_Cosa fare_
Trascrivi parola per parola il tratto del brano sul carcinoma dell’esofago che va da "Sono riconosciuti anche" fino a "popolazione generale) (1).".

_Brano proposto_
L’eziologia del carcinoma dell’esofago è multifattoriale e i fattori di rischio sono variabili in relazione alle diverse aree geografiche e all’istologia (1).
In Europa, i fattori di rischio principali sono alcool e tabacco, e l’aumento di incidenza nelle donne sembra essere correlato all’aumento dell’abitudine tabagica che si è registrata negli ultimi anni (1).
Il rischio di sviluppare il carcinoma dell’esofago in soggetti che contemporaneamente consumano alcool e tabacco aumenta di circa 100 volte (1).
Per l’adenocarcinoma dell’esofago, il fattore di rischio principale è il reflusso gastroesofageo e l’insorgenza di esofago di Barrett, spesso derivati da obesità e fattori dietetici errati; ad oggi, nei paesi occidentali l’adenocarcinoma è l’istotipo maggiormente rappresentato (1).
Sono riconosciuti anche fattori genetici predisponenti l’insorgenza del tumore dell’esofago: la tilosi (rara sindrome a trasmissione autosomica dominante, nella quale circa il 95% dei soggetti sviluppa un carcinoma squamoso dell’esofago), la sindrome di Plummer-Vinson (in circa il 10% dei soggetti affetti) e l’acalasia (in cui il rischio di degenerazione neoplastica è sino a 30 volte superiore rispetto alla popolazione generale) (1).

_Estratto delle righe_
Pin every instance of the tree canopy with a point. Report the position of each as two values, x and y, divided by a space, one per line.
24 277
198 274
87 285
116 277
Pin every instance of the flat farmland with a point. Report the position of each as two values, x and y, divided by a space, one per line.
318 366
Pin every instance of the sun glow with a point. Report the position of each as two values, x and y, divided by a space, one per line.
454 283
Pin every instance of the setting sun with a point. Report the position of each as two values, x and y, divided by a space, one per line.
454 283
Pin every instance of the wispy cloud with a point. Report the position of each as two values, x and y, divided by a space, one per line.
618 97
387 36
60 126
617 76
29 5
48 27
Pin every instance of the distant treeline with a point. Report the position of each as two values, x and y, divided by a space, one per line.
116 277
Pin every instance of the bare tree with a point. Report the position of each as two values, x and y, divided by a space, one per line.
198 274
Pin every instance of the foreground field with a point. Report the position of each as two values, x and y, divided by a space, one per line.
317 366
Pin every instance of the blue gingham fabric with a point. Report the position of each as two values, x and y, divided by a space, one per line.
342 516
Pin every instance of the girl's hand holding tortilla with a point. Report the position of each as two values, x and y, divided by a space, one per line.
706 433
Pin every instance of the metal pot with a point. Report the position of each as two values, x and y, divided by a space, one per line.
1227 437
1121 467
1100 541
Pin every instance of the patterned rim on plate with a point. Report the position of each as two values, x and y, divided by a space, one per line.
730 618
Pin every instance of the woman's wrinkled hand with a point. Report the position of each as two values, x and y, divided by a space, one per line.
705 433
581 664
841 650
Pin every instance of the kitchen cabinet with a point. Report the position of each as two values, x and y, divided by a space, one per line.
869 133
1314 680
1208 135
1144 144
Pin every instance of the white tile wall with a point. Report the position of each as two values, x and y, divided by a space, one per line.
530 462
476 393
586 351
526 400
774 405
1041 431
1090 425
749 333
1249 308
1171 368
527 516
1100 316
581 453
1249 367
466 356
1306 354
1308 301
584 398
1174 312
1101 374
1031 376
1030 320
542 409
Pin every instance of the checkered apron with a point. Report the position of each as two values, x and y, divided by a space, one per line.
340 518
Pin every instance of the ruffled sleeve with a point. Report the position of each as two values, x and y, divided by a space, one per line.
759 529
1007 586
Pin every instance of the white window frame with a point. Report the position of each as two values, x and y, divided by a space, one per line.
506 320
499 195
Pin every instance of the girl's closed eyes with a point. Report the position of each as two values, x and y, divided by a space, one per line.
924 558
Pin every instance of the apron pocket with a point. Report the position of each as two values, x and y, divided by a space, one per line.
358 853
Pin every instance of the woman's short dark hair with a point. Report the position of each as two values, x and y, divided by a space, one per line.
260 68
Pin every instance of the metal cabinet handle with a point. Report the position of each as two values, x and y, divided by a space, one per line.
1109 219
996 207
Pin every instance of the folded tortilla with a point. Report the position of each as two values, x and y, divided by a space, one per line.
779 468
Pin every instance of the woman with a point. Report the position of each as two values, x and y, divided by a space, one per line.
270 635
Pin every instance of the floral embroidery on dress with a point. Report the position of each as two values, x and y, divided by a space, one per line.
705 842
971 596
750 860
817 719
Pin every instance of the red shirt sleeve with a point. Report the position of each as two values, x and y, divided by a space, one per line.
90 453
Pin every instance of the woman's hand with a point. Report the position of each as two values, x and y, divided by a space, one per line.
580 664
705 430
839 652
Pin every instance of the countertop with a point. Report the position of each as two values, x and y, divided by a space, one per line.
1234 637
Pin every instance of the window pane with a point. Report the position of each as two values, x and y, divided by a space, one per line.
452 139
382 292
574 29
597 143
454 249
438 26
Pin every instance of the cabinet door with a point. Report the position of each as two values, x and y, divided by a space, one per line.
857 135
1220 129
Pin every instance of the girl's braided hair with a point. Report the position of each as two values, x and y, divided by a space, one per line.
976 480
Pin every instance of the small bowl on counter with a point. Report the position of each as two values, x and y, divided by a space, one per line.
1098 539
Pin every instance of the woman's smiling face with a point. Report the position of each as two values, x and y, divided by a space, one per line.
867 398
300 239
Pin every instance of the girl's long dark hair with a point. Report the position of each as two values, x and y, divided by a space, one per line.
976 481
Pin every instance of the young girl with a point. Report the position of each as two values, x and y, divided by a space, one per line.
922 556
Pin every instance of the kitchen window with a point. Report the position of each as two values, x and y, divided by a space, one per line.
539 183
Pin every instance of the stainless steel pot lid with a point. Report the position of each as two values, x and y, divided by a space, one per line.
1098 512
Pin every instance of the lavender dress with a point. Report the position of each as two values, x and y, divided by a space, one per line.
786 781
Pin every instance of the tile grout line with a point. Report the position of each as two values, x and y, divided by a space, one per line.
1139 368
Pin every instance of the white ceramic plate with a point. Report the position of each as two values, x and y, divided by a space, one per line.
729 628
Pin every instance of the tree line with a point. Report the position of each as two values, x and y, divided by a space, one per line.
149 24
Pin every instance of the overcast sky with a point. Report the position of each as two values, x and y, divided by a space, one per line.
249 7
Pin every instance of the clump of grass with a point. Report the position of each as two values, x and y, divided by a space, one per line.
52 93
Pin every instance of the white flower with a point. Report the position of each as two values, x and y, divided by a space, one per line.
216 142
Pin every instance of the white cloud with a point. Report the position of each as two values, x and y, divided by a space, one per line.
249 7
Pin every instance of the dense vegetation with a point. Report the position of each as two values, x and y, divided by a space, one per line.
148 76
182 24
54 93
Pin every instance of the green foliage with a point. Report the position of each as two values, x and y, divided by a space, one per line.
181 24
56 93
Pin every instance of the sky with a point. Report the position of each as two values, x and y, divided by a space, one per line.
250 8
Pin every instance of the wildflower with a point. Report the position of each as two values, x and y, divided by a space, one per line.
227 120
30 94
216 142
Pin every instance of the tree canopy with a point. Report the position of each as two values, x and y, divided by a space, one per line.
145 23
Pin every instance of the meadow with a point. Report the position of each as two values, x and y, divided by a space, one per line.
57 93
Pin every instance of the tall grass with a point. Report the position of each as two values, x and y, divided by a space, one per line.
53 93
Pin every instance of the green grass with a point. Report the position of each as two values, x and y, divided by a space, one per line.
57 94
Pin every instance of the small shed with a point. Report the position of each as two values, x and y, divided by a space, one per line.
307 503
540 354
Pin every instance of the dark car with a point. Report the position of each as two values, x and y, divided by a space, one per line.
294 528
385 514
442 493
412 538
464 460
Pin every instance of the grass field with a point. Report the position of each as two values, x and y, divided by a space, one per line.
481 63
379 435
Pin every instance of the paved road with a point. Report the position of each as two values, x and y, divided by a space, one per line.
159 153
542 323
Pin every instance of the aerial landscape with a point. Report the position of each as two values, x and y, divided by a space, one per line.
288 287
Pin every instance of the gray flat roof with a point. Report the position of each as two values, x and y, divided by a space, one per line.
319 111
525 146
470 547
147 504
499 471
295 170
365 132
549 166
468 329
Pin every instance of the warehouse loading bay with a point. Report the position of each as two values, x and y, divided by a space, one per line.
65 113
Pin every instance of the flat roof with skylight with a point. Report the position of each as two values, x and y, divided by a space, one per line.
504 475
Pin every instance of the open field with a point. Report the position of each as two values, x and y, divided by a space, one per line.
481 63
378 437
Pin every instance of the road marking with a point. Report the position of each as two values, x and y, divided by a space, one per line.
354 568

_Spazio risposta_
Sono riconosciuti anche fattori genetici predisponenti l’insorgenza del tumore dell’esofago: la tilosi (rara sindrome a trasmissione autosomica dominante, nella quale circa il 95% dei soggetti sviluppa un carcinoma squamoso dell’esofago), la sindrome di Plummer-Vinson (in circa il 10% dei soggetti affetti) e l’acalasia (in cui il rischio di degenerazione neoplastica è sino a 30 volte superiore rispetto alla popolazione generale) (1).